WHAT TO WORK ON:
Return every line of the items below that contains the string "plate", matching case exactly.

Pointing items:
--- --- ---

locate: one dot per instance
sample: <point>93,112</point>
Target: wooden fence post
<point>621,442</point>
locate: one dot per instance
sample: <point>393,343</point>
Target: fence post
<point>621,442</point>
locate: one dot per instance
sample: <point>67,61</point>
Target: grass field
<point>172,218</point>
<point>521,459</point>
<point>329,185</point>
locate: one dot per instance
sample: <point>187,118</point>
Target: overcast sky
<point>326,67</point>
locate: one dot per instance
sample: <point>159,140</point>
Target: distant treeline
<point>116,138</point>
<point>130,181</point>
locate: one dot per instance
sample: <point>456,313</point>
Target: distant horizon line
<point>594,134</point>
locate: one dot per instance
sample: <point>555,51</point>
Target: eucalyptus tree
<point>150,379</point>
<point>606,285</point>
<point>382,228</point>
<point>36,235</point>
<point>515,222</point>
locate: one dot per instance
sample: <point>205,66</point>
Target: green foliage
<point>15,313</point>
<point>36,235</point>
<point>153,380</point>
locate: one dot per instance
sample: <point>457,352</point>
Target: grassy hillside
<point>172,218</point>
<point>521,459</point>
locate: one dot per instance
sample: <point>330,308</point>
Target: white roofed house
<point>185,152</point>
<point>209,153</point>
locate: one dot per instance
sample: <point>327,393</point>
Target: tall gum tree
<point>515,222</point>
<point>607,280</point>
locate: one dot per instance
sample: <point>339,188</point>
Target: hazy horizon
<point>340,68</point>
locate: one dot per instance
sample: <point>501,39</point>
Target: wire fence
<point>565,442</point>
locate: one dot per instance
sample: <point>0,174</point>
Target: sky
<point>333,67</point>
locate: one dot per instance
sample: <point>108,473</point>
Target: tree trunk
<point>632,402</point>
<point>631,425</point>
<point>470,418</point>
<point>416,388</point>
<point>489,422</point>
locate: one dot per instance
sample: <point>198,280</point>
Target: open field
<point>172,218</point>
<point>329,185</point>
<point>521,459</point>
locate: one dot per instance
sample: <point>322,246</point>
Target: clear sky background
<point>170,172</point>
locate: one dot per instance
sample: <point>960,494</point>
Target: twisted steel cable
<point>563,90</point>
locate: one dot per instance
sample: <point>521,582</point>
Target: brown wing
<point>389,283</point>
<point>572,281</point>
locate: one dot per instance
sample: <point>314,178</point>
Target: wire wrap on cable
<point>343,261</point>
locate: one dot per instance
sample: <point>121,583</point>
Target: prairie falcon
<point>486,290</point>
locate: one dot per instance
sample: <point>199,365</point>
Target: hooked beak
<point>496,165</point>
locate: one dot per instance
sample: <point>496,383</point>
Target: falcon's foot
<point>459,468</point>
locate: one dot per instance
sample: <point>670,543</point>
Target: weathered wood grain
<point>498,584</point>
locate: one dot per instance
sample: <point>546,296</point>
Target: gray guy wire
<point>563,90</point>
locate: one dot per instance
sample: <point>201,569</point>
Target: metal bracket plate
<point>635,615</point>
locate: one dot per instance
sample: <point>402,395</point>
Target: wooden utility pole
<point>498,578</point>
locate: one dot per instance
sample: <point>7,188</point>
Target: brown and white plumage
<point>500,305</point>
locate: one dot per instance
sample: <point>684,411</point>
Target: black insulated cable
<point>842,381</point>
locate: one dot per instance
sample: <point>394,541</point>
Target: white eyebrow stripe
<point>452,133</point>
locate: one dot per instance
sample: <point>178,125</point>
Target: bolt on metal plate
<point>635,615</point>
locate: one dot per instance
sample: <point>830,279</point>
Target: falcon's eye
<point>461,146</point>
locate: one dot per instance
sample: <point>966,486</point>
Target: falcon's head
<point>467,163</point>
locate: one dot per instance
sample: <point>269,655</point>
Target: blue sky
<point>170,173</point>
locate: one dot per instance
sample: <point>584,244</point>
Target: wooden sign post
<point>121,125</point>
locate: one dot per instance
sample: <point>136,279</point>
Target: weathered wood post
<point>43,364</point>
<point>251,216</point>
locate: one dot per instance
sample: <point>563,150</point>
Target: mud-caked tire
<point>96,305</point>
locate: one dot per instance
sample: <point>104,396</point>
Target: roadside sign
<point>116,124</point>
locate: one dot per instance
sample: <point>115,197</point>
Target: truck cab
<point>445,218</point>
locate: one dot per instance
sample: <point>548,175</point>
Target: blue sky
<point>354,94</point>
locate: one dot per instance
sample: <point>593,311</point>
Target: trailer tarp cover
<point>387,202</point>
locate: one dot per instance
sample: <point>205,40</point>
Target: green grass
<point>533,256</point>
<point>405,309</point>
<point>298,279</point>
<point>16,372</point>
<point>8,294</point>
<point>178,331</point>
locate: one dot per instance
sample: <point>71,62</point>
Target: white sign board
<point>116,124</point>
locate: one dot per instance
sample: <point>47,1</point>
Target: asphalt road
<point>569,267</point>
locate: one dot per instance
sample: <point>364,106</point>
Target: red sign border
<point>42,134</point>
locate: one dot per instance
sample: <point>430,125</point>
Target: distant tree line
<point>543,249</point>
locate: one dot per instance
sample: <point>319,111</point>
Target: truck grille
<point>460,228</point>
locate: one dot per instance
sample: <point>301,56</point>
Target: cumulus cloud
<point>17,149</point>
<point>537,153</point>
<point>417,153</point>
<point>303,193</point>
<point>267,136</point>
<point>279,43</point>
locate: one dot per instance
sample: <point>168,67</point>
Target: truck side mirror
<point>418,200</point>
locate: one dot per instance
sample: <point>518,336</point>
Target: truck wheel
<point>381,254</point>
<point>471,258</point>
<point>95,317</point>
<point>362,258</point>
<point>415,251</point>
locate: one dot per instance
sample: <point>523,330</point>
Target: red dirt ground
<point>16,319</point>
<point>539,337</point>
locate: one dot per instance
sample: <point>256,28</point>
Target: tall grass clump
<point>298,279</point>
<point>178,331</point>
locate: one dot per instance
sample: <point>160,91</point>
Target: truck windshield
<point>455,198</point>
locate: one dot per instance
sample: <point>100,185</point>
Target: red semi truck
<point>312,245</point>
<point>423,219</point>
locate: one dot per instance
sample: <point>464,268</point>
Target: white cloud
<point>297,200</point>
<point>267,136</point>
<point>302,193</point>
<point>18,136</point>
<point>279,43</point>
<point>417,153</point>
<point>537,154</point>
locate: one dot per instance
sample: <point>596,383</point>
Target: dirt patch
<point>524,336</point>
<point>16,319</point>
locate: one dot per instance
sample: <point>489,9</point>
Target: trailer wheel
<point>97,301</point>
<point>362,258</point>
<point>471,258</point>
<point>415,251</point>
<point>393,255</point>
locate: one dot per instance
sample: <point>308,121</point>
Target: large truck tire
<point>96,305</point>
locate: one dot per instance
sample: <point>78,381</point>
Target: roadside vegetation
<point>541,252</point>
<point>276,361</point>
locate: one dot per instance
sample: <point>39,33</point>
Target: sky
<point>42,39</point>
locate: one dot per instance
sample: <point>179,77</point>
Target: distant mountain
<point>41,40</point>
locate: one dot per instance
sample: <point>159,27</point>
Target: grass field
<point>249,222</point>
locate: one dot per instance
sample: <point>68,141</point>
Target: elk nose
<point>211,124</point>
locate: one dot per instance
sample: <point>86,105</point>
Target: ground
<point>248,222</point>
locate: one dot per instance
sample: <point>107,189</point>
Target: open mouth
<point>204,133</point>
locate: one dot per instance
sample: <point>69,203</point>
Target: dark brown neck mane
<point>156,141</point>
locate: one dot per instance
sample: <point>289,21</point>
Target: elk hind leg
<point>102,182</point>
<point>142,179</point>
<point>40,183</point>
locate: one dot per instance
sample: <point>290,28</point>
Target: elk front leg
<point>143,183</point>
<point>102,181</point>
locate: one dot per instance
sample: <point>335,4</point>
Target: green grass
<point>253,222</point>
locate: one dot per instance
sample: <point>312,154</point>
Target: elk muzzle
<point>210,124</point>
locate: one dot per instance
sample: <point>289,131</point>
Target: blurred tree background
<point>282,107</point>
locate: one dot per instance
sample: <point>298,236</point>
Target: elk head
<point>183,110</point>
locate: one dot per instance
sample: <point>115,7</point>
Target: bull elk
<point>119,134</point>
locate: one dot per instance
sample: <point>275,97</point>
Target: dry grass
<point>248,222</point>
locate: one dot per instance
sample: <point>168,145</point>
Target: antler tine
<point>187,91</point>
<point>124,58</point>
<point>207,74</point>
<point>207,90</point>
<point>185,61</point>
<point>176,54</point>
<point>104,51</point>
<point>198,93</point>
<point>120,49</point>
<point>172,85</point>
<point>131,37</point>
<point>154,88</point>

--- --- ---

FINAL RESULT:
Target: metal bracket plate
Target: bolt on metal plate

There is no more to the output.